**TO DO**
Turn the records below into a numbered list, one line per item, leaving out any blank lines.

**SUPPLIED ENTRIES**

▬▬▬

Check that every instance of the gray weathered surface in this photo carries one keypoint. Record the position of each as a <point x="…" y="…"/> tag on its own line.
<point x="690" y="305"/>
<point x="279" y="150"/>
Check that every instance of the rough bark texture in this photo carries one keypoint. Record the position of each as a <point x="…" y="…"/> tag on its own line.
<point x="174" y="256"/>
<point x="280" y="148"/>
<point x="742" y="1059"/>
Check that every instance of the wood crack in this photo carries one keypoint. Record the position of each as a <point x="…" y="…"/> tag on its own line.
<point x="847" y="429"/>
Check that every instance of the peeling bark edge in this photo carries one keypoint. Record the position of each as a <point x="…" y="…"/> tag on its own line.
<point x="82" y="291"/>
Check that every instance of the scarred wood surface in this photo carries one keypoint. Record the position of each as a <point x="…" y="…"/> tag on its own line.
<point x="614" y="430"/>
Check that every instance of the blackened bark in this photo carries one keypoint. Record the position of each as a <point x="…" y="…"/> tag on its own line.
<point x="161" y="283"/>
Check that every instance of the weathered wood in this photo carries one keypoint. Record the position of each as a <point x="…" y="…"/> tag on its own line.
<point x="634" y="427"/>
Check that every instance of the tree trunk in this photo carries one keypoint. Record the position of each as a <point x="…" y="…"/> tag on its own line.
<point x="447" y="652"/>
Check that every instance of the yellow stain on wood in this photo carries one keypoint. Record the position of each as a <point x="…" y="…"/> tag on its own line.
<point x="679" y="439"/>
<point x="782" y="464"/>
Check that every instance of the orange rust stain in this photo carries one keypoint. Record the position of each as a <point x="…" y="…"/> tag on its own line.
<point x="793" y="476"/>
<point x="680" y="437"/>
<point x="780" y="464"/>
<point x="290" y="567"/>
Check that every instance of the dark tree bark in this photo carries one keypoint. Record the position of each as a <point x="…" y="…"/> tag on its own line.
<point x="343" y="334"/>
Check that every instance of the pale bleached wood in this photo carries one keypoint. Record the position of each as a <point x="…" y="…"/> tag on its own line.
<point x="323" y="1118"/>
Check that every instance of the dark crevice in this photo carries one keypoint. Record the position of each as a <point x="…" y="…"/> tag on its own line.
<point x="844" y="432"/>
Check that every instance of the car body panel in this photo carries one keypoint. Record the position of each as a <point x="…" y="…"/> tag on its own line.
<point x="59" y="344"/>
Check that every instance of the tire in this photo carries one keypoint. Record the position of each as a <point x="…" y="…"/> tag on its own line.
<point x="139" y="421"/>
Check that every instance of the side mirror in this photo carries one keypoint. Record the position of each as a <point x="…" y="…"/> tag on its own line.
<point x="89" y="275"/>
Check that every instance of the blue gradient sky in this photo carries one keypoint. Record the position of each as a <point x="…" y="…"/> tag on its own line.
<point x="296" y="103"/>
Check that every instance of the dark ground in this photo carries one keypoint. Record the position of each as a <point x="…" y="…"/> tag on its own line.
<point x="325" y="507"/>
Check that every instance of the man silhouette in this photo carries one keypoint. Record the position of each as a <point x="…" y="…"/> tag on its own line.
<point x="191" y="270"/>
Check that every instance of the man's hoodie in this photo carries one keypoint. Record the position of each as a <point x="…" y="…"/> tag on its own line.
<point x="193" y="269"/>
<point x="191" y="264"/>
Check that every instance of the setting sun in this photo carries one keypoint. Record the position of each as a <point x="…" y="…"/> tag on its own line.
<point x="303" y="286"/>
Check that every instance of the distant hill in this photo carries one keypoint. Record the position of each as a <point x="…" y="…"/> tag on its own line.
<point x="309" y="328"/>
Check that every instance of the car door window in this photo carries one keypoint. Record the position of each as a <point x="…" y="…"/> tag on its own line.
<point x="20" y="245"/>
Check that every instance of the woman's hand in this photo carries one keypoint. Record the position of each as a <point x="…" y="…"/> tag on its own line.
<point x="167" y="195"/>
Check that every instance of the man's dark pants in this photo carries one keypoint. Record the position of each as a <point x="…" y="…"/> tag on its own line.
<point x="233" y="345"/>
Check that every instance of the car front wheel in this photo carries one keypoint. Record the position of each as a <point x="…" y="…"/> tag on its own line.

▬▬▬

**FULL OUTPUT**
1. Check that every instance of the gray weathered surface in this photo carries one keypoint. Record the position of each as a <point x="…" y="…"/> tag on its own line.
2. <point x="690" y="305"/>
3. <point x="279" y="150"/>
4. Check that every instance of the rough bark texture in this photo carries one keypoint. Record the position of each as a <point x="…" y="…"/> tag on its own line.
5. <point x="174" y="256"/>
6. <point x="280" y="148"/>
7. <point x="742" y="1059"/>
8. Check that every instance of the wood crack in this photo carries one keypoint. Record the position of each as a <point x="…" y="…"/> tag on its own line.
9. <point x="847" y="429"/>
10. Check that every instance of the peeling bark edge in this photo carries one keypoint. Record the position of each as a <point x="…" y="…"/> tag on its own line.
11. <point x="82" y="291"/>
12. Check that every instance of the scarred wood surface in this photo carries one keypoint. Record the position of each as a <point x="…" y="…"/> tag on its own line.
13. <point x="614" y="430"/>
14. Check that every instance of the blackened bark in this photo carries one keypoint. Record the position of each as a <point x="…" y="…"/> tag on its own line.
15. <point x="161" y="283"/>
16. Check that every instance of the weathered wood in this photo carries one keypoint. Record the position of each as a <point x="…" y="…"/> tag on its own line.
17. <point x="634" y="427"/>
18. Check that every instance of the tree trunk in this photo carries one keypoint. Record the position of each as a <point x="…" y="…"/> tag on its own line.
19. <point x="447" y="652"/>
20. Check that every instance of the yellow stain on wood in this photo carries one keypoint. Record the position of each as a <point x="…" y="…"/> tag on its own line.
21. <point x="679" y="439"/>
22. <point x="782" y="464"/>
23. Check that every instance of the orange rust stain in this photo carries one keypoint. Record the position of each as a <point x="…" y="…"/> tag on its own line.
24. <point x="793" y="476"/>
25. <point x="680" y="437"/>
26. <point x="780" y="464"/>
27. <point x="290" y="567"/>
28. Check that every instance of the dark tree bark in this photo carries one keypoint. Record the position of each as a <point x="…" y="…"/> tag on its own line.
29. <point x="343" y="334"/>
30. Check that every instance of the pale bleached wood in this photo carries one keypoint. Record the position of each as a <point x="…" y="…"/> tag on its own line.
31. <point x="323" y="1118"/>
32. Check that every instance of the dark crevice in this photo carries one keypoint. Record the position of each as a <point x="…" y="…"/> tag on its own line.
33. <point x="844" y="432"/>
34. Check that every instance of the car body panel in this photo carries one keypoint. Record the position of each as a <point x="…" y="…"/> tag on its own line.
35. <point x="59" y="344"/>
36. Check that every instance of the tire in this photo carries one keypoint. Record the position of each as a <point x="…" y="…"/> tag on its own line.
37. <point x="139" y="421"/>
38. Check that every instance of the side mirror in this photo carries one keypoint. Record the position of each as a <point x="…" y="…"/> tag on its own line.
39. <point x="89" y="275"/>
40. Check that every instance of the blue gradient sky in this photo carries one keypoint. Record the position of each as a <point x="…" y="…"/> tag on its own line.
41. <point x="296" y="103"/>
42. Check that every instance of the dark ground in this photo carries one keypoint. Record the position of each as a <point x="…" y="…"/> tag on its own line.
43. <point x="325" y="507"/>
44. Check that every instance of the man silhouette in this photo carries one keypoint. Record the position of each as a <point x="…" y="…"/> tag on its own line.
45. <point x="191" y="270"/>
46. Check that every instance of the man's hoodie in this photo carries one keypoint. Record the position of each as a <point x="…" y="…"/> tag on its own line.
47. <point x="193" y="269"/>
48. <point x="191" y="264"/>
49. Check that every instance of the setting sun in this photo carries one keypoint. Record the position of each as a <point x="…" y="…"/> tag on its own line.
50. <point x="303" y="286"/>
51. Check that every instance of the distant hill in this photo carries one keypoint. Record the position of each as a <point x="…" y="…"/> tag on its own line.
52. <point x="309" y="328"/>
53. Check that every instance of the car door window in this photo carries one keypoint. Record the position of each as a <point x="…" y="…"/> tag on its own line.
54. <point x="20" y="245"/>
55. Check that every instance of the woman's hand in this photo carries one keypoint. Record the position of each as a <point x="…" y="…"/> tag on its own line.
56. <point x="167" y="195"/>
57. Check that every instance of the man's dark pants in this photo carries one keypoint. Record the position of each as a <point x="…" y="…"/> tag on its own line.
58. <point x="233" y="345"/>
59. Check that every instance of the car front wheel in this photo carries one keypoint. Record the position of each as a <point x="…" y="…"/> tag on its own line.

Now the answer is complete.